■ Your task:
Repeat the entries that follow verbatim, without any of their pictures.

■ Working data:

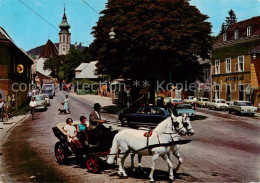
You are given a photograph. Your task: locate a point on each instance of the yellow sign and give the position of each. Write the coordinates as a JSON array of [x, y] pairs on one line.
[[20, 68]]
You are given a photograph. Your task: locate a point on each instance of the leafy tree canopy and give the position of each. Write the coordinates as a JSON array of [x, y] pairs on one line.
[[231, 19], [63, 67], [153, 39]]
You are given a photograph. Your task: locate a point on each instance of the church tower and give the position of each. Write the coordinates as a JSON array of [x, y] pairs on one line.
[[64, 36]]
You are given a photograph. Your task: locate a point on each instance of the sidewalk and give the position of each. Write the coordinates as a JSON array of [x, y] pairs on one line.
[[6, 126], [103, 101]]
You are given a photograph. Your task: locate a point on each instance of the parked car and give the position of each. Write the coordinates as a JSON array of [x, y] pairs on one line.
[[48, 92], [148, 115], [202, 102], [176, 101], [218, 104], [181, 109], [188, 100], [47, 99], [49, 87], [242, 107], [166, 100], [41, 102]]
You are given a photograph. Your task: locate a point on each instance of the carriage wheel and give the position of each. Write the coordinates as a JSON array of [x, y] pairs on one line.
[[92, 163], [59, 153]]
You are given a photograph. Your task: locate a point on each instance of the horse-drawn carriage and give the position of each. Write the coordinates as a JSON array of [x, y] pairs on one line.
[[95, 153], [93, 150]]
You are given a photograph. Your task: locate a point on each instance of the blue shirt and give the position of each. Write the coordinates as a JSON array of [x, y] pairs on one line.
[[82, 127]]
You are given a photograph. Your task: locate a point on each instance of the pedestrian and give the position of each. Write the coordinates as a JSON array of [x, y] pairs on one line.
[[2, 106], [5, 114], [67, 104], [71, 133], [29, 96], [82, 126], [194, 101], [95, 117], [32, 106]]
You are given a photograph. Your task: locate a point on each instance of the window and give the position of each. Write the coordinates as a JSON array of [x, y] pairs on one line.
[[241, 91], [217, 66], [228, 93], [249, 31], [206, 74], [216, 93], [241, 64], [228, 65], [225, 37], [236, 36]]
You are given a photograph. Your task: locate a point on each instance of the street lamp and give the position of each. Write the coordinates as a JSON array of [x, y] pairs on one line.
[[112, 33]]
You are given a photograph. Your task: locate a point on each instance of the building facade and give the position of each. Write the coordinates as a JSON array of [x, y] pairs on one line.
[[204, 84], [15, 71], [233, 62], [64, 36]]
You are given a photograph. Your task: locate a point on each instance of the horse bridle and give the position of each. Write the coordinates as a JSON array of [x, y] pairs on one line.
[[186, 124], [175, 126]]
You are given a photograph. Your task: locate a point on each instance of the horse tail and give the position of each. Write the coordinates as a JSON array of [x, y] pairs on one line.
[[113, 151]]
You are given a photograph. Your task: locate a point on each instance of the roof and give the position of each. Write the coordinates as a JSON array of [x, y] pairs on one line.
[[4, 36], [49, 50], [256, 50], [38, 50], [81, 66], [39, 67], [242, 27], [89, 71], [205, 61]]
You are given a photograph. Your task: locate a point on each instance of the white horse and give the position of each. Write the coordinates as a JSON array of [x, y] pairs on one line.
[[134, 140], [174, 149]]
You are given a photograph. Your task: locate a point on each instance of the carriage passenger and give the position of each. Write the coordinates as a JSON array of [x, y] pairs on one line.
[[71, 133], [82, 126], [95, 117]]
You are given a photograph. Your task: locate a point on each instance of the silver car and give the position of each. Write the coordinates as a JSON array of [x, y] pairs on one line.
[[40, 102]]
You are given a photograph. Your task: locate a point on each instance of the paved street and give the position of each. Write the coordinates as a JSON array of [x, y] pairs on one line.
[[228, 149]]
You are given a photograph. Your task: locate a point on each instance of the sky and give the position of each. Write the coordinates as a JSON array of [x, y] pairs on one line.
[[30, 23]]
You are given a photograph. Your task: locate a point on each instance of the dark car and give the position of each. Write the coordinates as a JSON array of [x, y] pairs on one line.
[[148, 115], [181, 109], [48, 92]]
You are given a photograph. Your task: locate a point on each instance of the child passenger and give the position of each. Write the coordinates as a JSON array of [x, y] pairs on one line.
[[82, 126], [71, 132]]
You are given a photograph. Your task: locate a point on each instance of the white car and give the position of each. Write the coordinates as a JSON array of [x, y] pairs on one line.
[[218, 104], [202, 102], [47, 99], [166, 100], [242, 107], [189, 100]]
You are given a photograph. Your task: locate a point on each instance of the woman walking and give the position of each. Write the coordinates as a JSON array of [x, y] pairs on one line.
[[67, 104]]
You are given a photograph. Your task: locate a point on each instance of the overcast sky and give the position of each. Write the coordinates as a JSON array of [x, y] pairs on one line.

■ Result of this exercise:
You are given a photograph. Your task: locate a point on each instance of the yellow sign and give the position of each. Write the coordinates as a JSON array of [x, y] pairs on one line.
[[20, 68]]
You are given a photograph. Your task: locate a point on each instance of the leafy tree canopy and give the position of each. Write the coordinates as a JSON array of [x, y] pairs on one line.
[[231, 19], [63, 67], [153, 39]]
You are given a photograph. Your task: locate a point on each instance of the church tower and give the position of each. Write the coordinates as a JSON array of [x, y] pairs on one line.
[[64, 36]]
You are given a photograph. Your task: locate a point on each instance of the sidewalk and give the position of each. Write the coordinates as a JSON array of [x, y] pairs on one line.
[[6, 126], [103, 101]]
You are given a photograph. Your task: locate a point on each instance of the parked car and give the position of each. Write the coordinates as a JSON array of [x, y] pairs on one line.
[[48, 92], [148, 115], [202, 102], [176, 101], [218, 104], [181, 109], [188, 100], [47, 99], [49, 87], [242, 107], [166, 100], [41, 102]]
You are given a photograph. Your task: locate a point on each instance of the carriage wheel and give the position of each. Write the coordinates as a JSON array of [x, y] pairs on one line.
[[92, 163], [59, 153]]
You are given a photograph. Your task: locate a point on each instance of the horse-drawn carriage and give the position of each. Write the coordinates as a JSON array of [x, y] pairs on one line.
[[95, 153], [93, 150]]
You are given a photograph. Your task: locate a point on each instance of the blue shirt and give the position of each. Write the coordinates as a JSON array of [x, y] pairs on one line.
[[82, 127]]
You are given a photograph. Your task: locate a point on each instance of the pedestrian and give the position of each. Write the coordinates as a JSON array of [x, y] pairs on one line.
[[2, 106], [5, 114], [67, 104], [71, 133], [29, 96], [82, 126], [194, 101], [95, 117], [32, 106]]
You are given a photograph. Your task: locate a point on each instance of the window and give the position of each. Write the coordinates as a JSON array of [x, y] pairs on one line.
[[241, 91], [217, 66], [228, 93], [249, 31], [206, 74], [216, 93], [241, 64], [228, 65], [225, 37], [236, 36]]
You are given a photograph. Your task: locate a point on each instance of the street lamp and give the position of each. Write the coordinates as a JSON array of [x, y] pairs on one line.
[[112, 33]]
You are given a photograph. Your task: locate a point on each instance of the building facade and give the position of each. Write the coordinates as a JSON array of [x, y] pairs on one line.
[[204, 84], [15, 71], [233, 62], [64, 36]]
You are given a photograph. Your task: locate a point on each instance of the horse bridle and give the position of each. Write the coordinates as a JSON array of [x, y] pairs on one line.
[[186, 124], [175, 126]]
You are given a photograph. Your task: locate a point on each instance of the horse tail and give the position of each. Write the coordinates as a JSON array of [x, y] pairs on one line.
[[113, 151]]
You are given a photograph. Your task: locate a point on each instance of the roof and give the position of each. Write the coordinates as a JSON array of [x, y] pairs on one line.
[[4, 36], [49, 50], [256, 50], [38, 50], [81, 66], [39, 67], [242, 27], [89, 71], [205, 61]]
You are given a photograph. Your task: locate a point on each instance of the white horse and give the position of each. Write the coordinates as a JSON array of [x, y] pairs on one line.
[[134, 140], [174, 149]]
You are given a photograph. Your task: locate a point on each instance of the carriage passenger and give the position of each. Write the coordinates as a JSON array of [x, y] pairs on one line.
[[71, 133], [82, 126], [95, 117]]
You are given a photograph. Your task: locate a point on each instance of the silver car and give the position of each. Write the coordinates as a JSON array of [x, y] pairs on one line.
[[40, 102]]
You are given a photograph. Your task: locate a point on each instance of the paved street and give the position of each. Write the coordinates as a JSON array of [x, y] pairs on one line.
[[228, 149]]
You are given a photograph. Your task: locate a point on each instance of the sky and give the position of each. Write the coordinates as a JSON array of [x, y] pairs on one line.
[[30, 23]]
You are given a photograph. Your task: locate a point on each instance of the dark car and give the position of each. Write the coordinates as a JSON array of [x, y] pairs on one line.
[[148, 115], [181, 109], [48, 92]]
You are given a photograph. Your task: locate a point on each instance of the child passenger and give the position of each. Write the coordinates as a JSON array of [x, y] pairs on one line.
[[82, 126], [71, 132]]
You are given a photograph. Your task: locate a point on each instance of the white car and give the position of each. Write the coordinates as a JSON array of [x, y] pairs on one line.
[[218, 104], [202, 102], [47, 99], [166, 100], [242, 107], [189, 100]]
You are given a photograph. Your task: locate a point on each instance of the woman walking and give the position of each. Write the coordinates as a JSON array of [x, y] pairs on one line.
[[67, 104]]
You are given a photograph. Your task: locate a point on each instance of the overcast sky and give the position of each. Write the coordinates as a JSON array of [x, y] pairs on one line.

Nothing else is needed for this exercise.